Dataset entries

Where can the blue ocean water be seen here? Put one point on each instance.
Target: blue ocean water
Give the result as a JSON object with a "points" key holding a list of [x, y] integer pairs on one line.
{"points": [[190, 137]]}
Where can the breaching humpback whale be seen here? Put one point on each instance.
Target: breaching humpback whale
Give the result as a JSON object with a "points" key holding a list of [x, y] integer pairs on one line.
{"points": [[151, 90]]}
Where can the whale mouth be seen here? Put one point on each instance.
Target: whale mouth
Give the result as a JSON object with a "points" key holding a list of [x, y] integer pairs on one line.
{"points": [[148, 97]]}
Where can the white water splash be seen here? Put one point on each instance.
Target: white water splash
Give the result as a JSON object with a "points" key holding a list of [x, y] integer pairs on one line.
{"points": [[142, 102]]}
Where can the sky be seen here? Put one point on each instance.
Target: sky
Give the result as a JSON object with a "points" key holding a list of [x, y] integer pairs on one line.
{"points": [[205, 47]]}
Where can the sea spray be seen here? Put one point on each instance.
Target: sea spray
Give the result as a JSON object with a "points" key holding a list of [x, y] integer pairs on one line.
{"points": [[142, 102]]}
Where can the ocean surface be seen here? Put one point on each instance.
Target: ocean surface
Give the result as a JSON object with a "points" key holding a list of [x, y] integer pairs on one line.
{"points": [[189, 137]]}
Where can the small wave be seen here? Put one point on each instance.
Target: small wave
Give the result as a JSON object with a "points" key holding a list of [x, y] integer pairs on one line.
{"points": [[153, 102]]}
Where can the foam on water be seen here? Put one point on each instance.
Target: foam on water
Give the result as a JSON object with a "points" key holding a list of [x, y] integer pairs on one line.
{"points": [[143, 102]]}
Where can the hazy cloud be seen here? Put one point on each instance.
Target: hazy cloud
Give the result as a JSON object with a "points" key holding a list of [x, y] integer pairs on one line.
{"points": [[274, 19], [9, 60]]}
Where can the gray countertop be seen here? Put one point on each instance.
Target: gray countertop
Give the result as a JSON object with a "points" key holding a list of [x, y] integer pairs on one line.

- _AIM_
Reproduce all of the data above verbatim, line for line.

- _EXERCISE ANSWER_
Where can the blue ocean water be seen here? Put one point on each instance.
Target: blue ocean water
Give the result as a JSON object with a "points" key holding a list of [x, y] integer pairs on one line.
{"points": [[190, 137]]}
Where can the breaching humpback whale be seen here? Put one point on each instance.
Target: breaching humpback whale
Give the result as a JSON object with a "points" key holding a list of [x, y] integer pairs on one line.
{"points": [[151, 90]]}
Where can the whale mouth be seen here? Put one point on each instance.
Target: whale mouth
Give the result as a JSON object with a "points" key holding a list of [x, y] integer pairs on one line.
{"points": [[148, 97]]}
Where can the white water splash be seen here? Put one point on each instance.
Target: white water splash
Give the result as a JSON object with a "points" key holding a list of [x, y] integer pairs on one line.
{"points": [[142, 102]]}
Where can the sky be seen here? Put one point on each instance.
Target: sky
Give the result as a JSON object with a "points" key holding a list of [x, y] integer pairs on one line.
{"points": [[205, 47]]}
Where can the sea spray be seen here? Put one point on each instance.
Target: sea spray
Give the result as a JSON object with a "points" key holding a list of [x, y] integer pairs on one line.
{"points": [[142, 102]]}
Where can the ocean surface be seen here? Put one point on each instance.
Target: ocean surface
Give the result as a JSON object with a "points" key holding a list of [x, y] integer pairs on one line.
{"points": [[189, 137]]}
Where can the small wave be seen here? Put one point on each instance.
Target: small wave
Give the result as a JSON object with a "points" key holding a list of [x, y] integer pairs on one line.
{"points": [[153, 102]]}
Where can the foam on water be seen here? Put one point on each instance.
Target: foam on water
Give the result as a JSON object with a "points" key holding a list of [x, y] integer pairs on one line.
{"points": [[143, 102]]}
Where can the hazy cloud be seen here? Put one point on each instance.
Target: hazy cloud
Give the result as a JSON object with a "points" key holding a list of [x, y] integer pairs on one line.
{"points": [[274, 19], [9, 60]]}
Where can the gray countertop be seen here? Put one point on each instance.
Target: gray countertop
Give the result as a JSON object with a "points" key holding a list of [x, y] integer pairs on one line.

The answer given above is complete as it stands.